Give back exactly the lines from the "Would you please tag the blue football jersey" line to the final line of the records, and only those, minus any pictures.

____ Dataset records

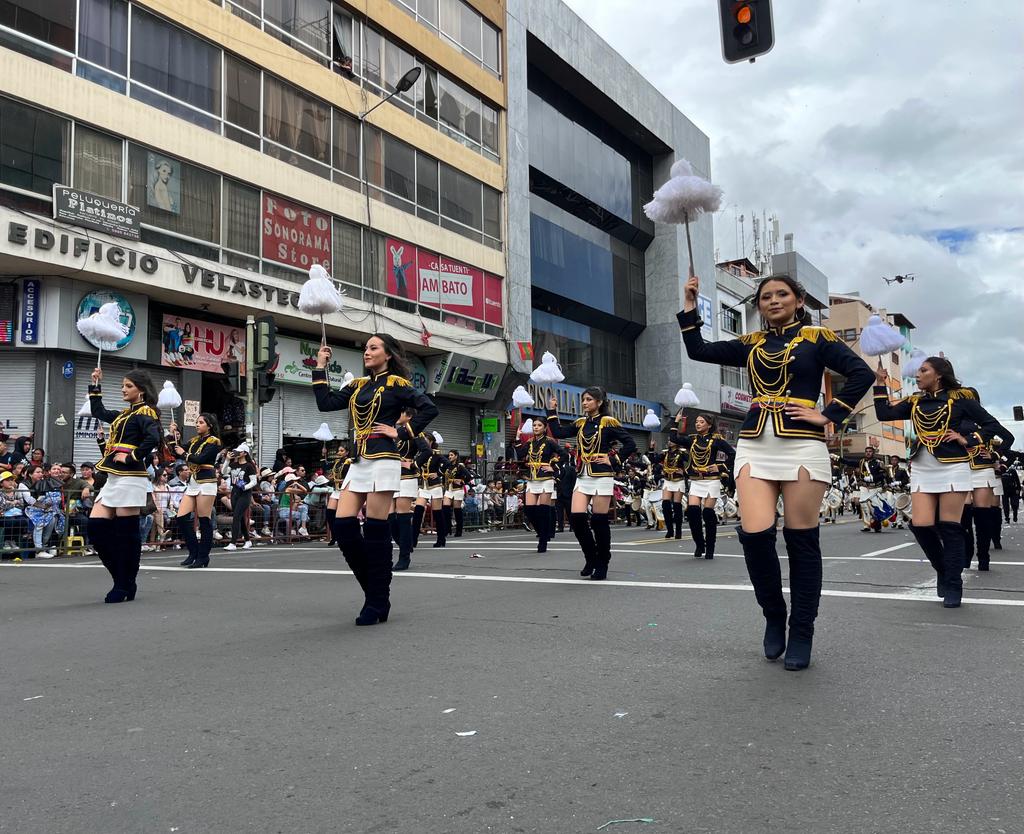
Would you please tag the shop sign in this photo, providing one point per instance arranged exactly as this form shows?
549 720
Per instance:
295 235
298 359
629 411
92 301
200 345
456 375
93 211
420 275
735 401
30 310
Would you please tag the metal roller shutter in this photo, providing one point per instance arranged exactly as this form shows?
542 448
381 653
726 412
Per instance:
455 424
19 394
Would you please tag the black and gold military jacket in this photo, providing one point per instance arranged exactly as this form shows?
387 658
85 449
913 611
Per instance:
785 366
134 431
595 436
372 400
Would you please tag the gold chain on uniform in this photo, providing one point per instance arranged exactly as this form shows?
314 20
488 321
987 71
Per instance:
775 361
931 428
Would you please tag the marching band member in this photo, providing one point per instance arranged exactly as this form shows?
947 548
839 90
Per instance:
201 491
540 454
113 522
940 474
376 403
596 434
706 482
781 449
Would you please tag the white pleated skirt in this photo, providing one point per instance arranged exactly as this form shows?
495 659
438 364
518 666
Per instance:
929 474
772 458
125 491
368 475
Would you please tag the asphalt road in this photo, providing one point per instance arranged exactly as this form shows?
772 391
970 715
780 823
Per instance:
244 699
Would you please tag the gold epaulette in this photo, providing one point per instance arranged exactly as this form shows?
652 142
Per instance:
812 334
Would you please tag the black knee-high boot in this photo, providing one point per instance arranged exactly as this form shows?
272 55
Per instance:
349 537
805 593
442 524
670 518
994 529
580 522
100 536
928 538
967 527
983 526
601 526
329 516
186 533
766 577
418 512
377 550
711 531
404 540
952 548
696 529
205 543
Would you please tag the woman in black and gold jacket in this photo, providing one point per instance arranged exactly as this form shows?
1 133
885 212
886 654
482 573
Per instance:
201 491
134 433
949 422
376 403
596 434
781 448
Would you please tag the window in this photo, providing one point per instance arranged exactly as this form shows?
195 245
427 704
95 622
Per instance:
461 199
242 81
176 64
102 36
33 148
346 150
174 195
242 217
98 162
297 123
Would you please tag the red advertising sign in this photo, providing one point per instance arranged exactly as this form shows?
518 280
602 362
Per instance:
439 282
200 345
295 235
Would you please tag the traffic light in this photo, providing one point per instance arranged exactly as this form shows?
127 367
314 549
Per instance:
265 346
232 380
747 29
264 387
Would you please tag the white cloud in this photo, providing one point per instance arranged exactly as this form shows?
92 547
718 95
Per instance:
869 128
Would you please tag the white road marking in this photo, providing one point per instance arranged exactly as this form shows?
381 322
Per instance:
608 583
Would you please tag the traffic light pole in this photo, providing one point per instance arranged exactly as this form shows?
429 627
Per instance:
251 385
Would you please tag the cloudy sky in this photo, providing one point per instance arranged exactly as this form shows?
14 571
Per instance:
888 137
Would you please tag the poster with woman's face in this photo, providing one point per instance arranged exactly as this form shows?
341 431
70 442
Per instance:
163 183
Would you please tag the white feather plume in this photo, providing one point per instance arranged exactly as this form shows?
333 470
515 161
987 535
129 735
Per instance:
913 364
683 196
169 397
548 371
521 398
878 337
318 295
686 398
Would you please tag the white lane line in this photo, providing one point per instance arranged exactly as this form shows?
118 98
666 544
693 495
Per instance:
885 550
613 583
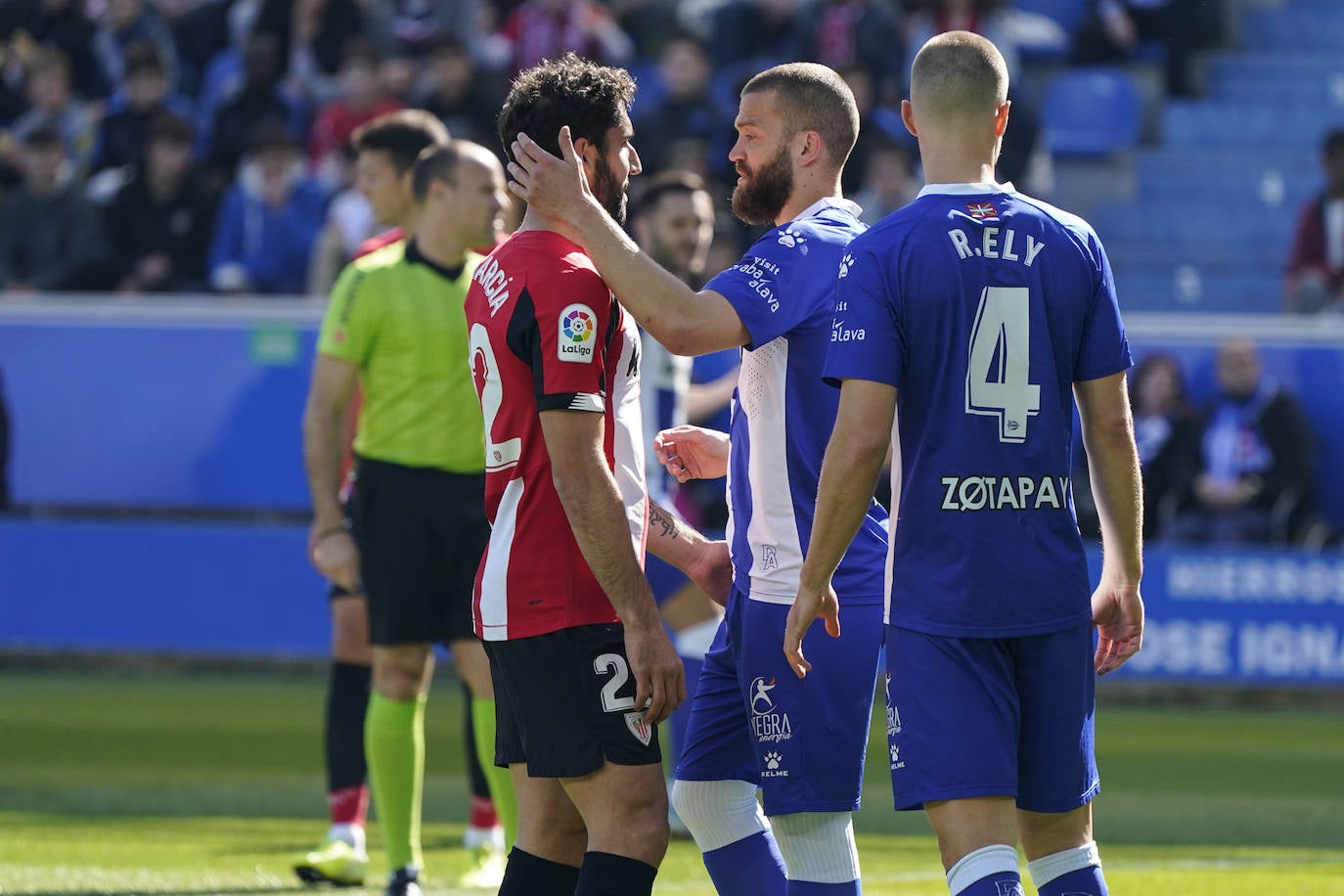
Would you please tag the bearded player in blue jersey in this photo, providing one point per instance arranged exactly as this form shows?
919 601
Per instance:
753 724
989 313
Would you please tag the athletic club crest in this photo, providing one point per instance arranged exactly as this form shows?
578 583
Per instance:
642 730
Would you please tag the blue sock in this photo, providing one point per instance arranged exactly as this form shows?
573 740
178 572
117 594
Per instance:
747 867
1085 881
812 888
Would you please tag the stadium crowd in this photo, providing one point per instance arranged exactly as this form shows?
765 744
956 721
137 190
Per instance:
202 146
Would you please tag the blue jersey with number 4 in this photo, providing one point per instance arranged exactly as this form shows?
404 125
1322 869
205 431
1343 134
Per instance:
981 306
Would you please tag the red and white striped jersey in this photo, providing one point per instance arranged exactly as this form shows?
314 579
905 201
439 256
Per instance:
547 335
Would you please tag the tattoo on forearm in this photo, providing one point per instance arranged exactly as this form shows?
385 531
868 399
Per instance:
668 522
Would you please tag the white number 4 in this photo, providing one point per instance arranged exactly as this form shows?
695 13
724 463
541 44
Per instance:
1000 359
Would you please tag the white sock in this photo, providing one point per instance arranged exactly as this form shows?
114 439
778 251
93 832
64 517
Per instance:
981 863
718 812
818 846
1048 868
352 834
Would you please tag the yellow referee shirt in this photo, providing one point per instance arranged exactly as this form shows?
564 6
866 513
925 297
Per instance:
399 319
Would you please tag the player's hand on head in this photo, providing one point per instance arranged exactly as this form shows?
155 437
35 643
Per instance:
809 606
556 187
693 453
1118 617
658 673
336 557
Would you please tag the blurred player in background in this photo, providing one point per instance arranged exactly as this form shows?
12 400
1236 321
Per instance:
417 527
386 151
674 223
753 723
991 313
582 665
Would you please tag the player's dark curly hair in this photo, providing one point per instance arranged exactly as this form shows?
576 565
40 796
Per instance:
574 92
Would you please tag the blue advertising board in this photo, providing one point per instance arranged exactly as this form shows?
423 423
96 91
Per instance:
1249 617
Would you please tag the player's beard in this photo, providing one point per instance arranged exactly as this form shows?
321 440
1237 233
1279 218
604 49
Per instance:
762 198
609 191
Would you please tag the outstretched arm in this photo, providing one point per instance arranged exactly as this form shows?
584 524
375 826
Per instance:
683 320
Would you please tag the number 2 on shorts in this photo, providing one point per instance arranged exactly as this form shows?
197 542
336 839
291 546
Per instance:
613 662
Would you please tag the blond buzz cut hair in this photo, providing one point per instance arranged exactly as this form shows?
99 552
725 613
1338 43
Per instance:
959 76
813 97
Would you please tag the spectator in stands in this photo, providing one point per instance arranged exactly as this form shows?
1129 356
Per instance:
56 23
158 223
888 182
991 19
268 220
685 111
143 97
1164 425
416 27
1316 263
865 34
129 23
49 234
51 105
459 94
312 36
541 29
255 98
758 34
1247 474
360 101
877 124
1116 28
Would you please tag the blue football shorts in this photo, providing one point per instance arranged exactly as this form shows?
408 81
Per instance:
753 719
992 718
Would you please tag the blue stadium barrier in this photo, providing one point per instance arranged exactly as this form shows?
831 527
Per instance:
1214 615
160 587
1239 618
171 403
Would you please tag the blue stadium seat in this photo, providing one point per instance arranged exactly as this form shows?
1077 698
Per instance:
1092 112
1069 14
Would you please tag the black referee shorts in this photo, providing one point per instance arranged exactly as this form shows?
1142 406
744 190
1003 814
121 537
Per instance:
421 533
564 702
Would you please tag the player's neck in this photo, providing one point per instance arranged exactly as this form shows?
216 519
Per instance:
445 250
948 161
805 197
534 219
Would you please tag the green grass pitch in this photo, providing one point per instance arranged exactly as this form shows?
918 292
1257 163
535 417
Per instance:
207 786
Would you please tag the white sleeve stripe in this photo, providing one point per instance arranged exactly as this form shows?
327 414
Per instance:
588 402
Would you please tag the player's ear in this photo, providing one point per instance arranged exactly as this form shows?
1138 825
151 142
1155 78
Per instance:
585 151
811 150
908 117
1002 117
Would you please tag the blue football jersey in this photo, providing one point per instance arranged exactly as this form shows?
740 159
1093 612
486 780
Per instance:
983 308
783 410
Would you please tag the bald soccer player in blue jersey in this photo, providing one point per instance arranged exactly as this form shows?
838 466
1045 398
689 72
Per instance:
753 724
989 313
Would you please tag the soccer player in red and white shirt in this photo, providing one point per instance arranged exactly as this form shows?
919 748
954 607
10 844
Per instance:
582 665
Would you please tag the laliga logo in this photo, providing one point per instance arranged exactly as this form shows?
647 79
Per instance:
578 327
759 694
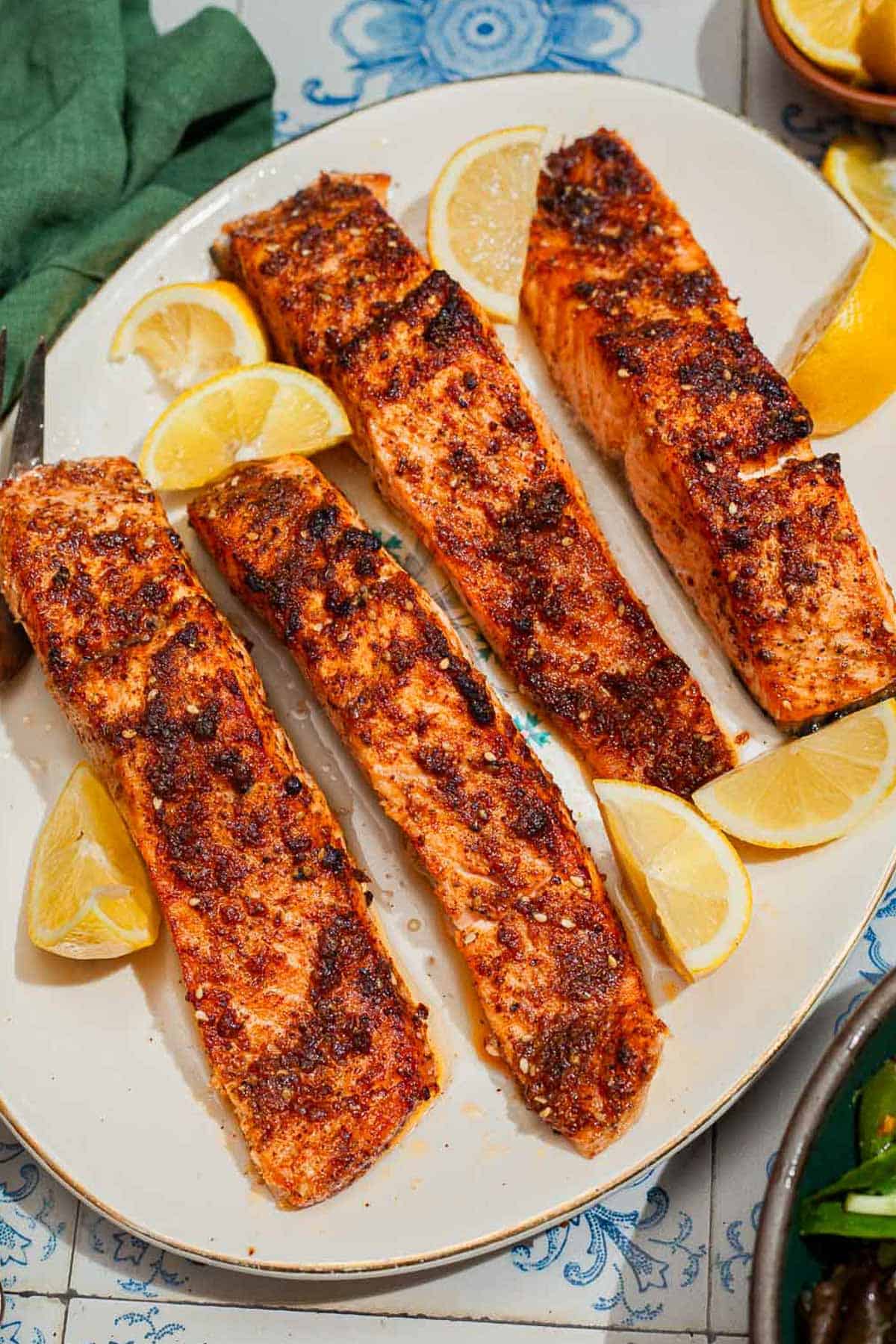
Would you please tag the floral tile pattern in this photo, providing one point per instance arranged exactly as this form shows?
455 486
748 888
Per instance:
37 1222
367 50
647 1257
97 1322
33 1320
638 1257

________

Reply:
Would you please tag the blue football jersey in this photo, providing one point per instance arranged exactly as this form shows?
740 159
1093 612
486 780
Per instance:
983 308
783 410
Would you please tag the bald soccer player in blue jersey in this photo, providing one point per instance arranged exactly as this form shows?
838 466
1045 398
689 72
Per instance:
753 724
989 313
Would you please tag the soccer player in red and white shirt in this photo, providing one point per instance arranged exactly as this form shows?
919 748
954 607
10 844
Per instance:
582 665
Would you please tag the laliga logo in this photo, providing one point per instance arranged exactly as this form shows?
647 79
Per instance:
578 327
759 694
Would you please tag the floral tile pattern in this photo, providing one point per instance arranged exactly as this form shows?
455 486
748 888
Per instance:
37 1222
367 50
647 1257
97 1322
33 1320
638 1257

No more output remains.